GIVEN TEXT
- Born: Alicia Sheridan 1753
- Died: 4 September 1817 (aged 63–64) Dublin, Ireland
- Known for: writer
- Parent(s): Thomas Sheridan and Frances Chamberlaine Sheridan

= Alicia Sheridan Le Fanu =

Irish writer

Alicia "Lissy" Sheridan Le Fanu (1753-1817) was an Anglo-Irish writer. She was the daughter of actor Thomas Sheridan and his wife, writer Frances Chamberlaine Sheridan. She was the sister of Richard Brinsley Sheridan and Betsy Sheridan and the aunt of writer Alicia LeFanu (with whom she is sometimes confused).

== Life ==
Le Fanu spent most of her childhood in Dublin with her brother Charles, while Richard and Betsy lived in England. She attended Samuel Whyte's school on Grafton Street briefly, and later was taught by her parents. Her father was instructed by Samuel Johnson to "Turn your daughter [Alicia] loose in a library". She married Joseph Le Fanu on 11 October 1781.

WHAT TO DO
[A] Answer these questions from the biography of Alicia Sheridan Le Fanu:
(i) On what date and in what city did she die?
(ii) Whose school on Grafton Street did she briefly attend?
(iii) Whom did she marry, and on what date?
[B] Extend the biography of Alicia Sheridan Le Fanu with the next passage, beginning right after its final sentence about her marriage.

Image-grounded pointing items
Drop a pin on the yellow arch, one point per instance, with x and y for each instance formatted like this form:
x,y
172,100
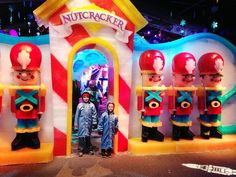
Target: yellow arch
x,y
82,43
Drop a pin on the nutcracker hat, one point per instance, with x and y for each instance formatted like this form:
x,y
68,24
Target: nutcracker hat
x,y
152,62
85,93
25,56
210,63
184,63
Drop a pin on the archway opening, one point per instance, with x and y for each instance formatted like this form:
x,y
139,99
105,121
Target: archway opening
x,y
111,56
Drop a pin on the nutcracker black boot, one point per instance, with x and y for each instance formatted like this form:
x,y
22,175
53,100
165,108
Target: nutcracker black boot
x,y
154,134
186,133
145,133
205,132
33,140
176,133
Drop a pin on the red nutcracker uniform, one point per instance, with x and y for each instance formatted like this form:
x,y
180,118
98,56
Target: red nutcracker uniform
x,y
27,98
150,95
210,67
180,97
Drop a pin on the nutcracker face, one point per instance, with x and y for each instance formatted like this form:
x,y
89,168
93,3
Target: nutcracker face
x,y
183,80
110,107
151,80
85,98
212,80
26,77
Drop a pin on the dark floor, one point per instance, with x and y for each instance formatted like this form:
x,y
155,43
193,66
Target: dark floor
x,y
125,165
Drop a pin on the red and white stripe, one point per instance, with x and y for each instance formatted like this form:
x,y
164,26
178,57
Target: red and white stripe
x,y
60,48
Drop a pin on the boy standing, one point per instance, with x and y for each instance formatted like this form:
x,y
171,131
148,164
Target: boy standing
x,y
86,115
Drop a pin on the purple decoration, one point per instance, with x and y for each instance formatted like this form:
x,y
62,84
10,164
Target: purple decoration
x,y
13,32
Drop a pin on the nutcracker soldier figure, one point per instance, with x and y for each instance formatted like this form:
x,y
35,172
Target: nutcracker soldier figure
x,y
180,96
27,97
150,94
210,66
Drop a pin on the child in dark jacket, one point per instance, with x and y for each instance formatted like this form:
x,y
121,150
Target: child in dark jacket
x,y
108,127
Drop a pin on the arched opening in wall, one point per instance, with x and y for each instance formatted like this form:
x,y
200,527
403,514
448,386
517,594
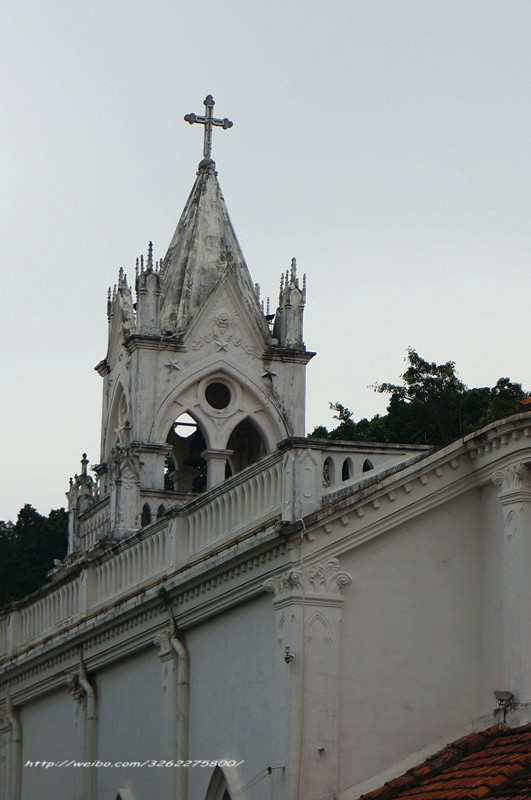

EXPECTED OUTPUTS
[A]
(i) She died on 4 September 1817 in Dublin, Ireland.
(ii) She attended Samuel Whyte's school.
(iii) She married Joseph Le Fanu on 11 October 1781.

[B]
Thomas Moore referred to Le Fanu as "the Dublin Mrs. Lefanu". Among her close literary associates in Dublin, Ireland were Sydney, Lady Morgan and Mary Tighe. Some histories suggest that she acted as a mentor to Lady Morgan. Her nephew, Thomas Sheridan, oversaw the final preparations for the staging of her play, The Sons of Erin, in the Lyceum Theatre in London on 13 April 1812, when she could not. It has been noted that Le Fanu has not been the subject of much academic research, her niece, Alicia recalled that as a young child "began to show signs of that love of literature for which she was afterwards distinguished." The lack of historical material relating to her literary output has been attributed to her primarily being engaged in "private theatricals", mostly sharing their writings in letters and private conversations.

Le Fanu died on 4 September 1817 at the Royal Hibernian Military Hospital, Phoenix Park, Dublin, where her son was chaplain. She was buried at St Peter's churchyard. Sheridan Le Fanu was her grandson.